Things to do:
A. From the Ronald Greeley biography below, list every academic degree Greeley earned, with its field, year and school.
B. Based on the Ronald Greeley biography below, decide whether each statement agrees with it, answering yes or no and quoting the words that settle it: (i) Greeley worked for Standard Oil Company of California after finishing his Ph.D. (ii) Greeley's Ph.D. came from Mississippi State University. (iii) Greeley served as a science team member on the Mars Viking mission from 1976 through 1980.
C. Carry on the Ronald Greeley biography below, picking up after its last sentence.

Excerpted text:
Planetary geologist (1939–2011)

Ronald Greeley (August 25, 1939 – October 27, 2011) was a Regents' Professor in the School of Earth and Space Exploration (SESE) at Arizona State University (ASU), the Director of the NASA-ASU Regional Planetary Image Facility (RPIF), and Principal Investigator of the Planetary Aeolian Laboratory at NASA-Ames Research Center. He was involved with lunar and planetary studies since 1967 and most recently focused his research on understanding planetary surface processes and geologic histories.

==Education==
Greeley earned his B.S. degree in Geology in 1962 and his M.S. degree in geology in 1963 from Mississippi State University and earned his Ph.D. in geology from the University of Missouri at Rolla in 1966.

==Career==
After receiving his Ph.D. in geology in 1966, Greeley worked for Standard Oil Company of California. Through his military service, he was assigned to NASA's Ames Research Center in 1967 where he worked in a civilian capacity in preparation for the Apollo missions to the Moon. He remained at NASA to conduct research in planetary geology. With the results of the planetary missions in the early 1970s, attention shifted to Mars and research on volcanism and aeolian processes through the analysis of Mariner 6, 7, and 9 data. He became a science team member on the Mars Viking mission from 1976 through 1980.

(Referring expression data)

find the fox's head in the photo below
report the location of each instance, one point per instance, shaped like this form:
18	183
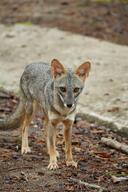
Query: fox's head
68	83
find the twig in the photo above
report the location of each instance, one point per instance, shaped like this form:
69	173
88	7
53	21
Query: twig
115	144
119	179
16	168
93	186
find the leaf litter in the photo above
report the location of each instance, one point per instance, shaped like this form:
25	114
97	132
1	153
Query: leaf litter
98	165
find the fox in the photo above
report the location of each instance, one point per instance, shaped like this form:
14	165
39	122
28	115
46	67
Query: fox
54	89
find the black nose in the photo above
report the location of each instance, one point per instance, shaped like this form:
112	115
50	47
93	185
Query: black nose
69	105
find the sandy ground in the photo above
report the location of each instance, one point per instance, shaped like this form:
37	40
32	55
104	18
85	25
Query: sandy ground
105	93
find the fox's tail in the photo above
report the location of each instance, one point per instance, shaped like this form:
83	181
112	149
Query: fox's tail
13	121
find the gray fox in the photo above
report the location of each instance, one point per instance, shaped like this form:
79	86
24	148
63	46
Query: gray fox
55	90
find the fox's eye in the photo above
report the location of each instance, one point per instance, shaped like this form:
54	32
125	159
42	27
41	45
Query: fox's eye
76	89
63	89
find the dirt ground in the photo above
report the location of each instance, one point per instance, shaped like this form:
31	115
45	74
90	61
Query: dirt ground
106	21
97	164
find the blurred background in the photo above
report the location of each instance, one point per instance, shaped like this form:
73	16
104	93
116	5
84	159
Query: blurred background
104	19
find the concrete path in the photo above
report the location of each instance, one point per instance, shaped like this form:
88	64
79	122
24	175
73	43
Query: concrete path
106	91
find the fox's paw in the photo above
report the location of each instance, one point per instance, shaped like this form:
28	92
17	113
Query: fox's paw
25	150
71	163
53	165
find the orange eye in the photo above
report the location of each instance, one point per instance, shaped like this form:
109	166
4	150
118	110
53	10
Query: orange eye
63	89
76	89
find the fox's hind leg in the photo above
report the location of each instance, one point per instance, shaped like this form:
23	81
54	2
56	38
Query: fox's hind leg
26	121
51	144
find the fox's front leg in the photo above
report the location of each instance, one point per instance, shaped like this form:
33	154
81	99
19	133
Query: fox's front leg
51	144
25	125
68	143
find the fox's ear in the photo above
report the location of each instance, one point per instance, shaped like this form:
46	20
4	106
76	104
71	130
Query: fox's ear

Responses for each task:
A.
- B.S. in Geology, 1962, Mississippi State University
- M.S. in geology, 1963, Mississippi State University
- Ph.D. in geology, 1966, University of Missouri at Rolla

B.
(i) Yes: "After receiving his Ph.D. in geology in 1966, Greeley worked for Standard Oil Company of California."
(ii) No: "earned his Ph.D. in geology from the University of Missouri at Rolla in 1966."
(iii) Yes: "He became a science team member on the Mars Viking mission from 1976 through 1980."

C.
In 1977, Greeley joined the faculty at Arizona State University with a joint professorship in Geology and the Center for Meteorite Studies. His latest research focused on the wind processes on Earth, Mars, Venus, and Titan, field studies of basaltic volcanism, and photogeological mapping of the planets and satellites including Europa. He was also a science team member on the Mars Exploration Rover program and the European Space Agency's Mars Express mission.

Greeley served on various NASA and National Academy of Sciences panels to assess space science and planetary geology activities. He chaired the NASA Planetary Geology and Geophysics Management Operations Working Group, the National Academy of Sciences Committee on Lunar and Planetary Exploration, and the NASA Mars Exploration Program Analysis Group. He was co-chair of the NASA Science Definition Team for the Europa flagship mission, then the Planetary Science Subcommittee of the NASA Advisory Council and served in that capacity until his death in 2011.

Over the course of his career, Greeley wrote or co-wrote more than 400 papers and 16 books.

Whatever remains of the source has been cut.